**** INPUT FOR THIS TASK ****
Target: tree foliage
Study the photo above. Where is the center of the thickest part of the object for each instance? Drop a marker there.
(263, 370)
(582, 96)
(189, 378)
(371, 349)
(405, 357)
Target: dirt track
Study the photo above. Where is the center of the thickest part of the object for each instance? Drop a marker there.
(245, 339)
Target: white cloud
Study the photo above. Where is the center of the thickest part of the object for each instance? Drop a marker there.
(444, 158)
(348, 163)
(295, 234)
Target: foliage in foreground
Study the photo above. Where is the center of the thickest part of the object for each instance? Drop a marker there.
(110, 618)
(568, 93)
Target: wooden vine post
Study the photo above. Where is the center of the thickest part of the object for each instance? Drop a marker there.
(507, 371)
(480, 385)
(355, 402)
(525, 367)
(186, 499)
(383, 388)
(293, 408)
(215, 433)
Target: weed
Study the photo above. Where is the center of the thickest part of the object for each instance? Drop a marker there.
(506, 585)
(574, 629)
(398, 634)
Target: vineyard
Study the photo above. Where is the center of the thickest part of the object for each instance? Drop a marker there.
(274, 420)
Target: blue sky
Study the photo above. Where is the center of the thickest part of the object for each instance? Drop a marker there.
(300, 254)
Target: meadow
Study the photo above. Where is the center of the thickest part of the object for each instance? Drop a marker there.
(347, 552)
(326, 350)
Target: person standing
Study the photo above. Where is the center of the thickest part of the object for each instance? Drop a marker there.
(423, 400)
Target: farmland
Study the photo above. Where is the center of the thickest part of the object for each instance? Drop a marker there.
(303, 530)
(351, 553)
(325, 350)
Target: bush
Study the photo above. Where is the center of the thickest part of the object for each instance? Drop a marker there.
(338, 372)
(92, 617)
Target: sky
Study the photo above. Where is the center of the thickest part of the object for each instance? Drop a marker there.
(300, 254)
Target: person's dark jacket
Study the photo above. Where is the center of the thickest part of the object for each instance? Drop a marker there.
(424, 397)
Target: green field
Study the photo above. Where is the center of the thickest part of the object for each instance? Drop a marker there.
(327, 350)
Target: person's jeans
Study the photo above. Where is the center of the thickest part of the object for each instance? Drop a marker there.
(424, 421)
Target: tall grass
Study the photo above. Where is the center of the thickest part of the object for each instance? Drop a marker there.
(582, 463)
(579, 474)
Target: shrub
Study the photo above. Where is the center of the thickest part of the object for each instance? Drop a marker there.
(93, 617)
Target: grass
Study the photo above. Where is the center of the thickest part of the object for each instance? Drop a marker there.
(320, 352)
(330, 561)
****
TASK GOAL: Please lay out the rows above, from the line holding "Target: green field" through the end of the rows, inclusive, as a two-column CSV headed text and answer, with one line per row. Put each row's text and its answer each in a single quoted field, turning line breaks into spaces.

ANSWER BELOW:
text,answer
"Target: green field Study the photo above. Where is the center of the thickest part of the object for each instance? Drop a marker there.","(327, 350)"
"Target: person's jeans Study the photo above. Where is the center of the thickest part of the object for each instance? Drop a marker there.","(424, 421)"
"Target: tall grass Study the photo above. Where is the center of the thickest part of the object for each instance? Drop a marker there.","(582, 463) (579, 474)"
"Target: shrub Study the photo above. Where is the center of the thickest part of the object for each instance? Drop a marker there.","(93, 617)"
"Target: grass Study the photo above. Where is the center of the thickest part of the object for each instance? Drop a marker there.","(320, 352) (330, 561)"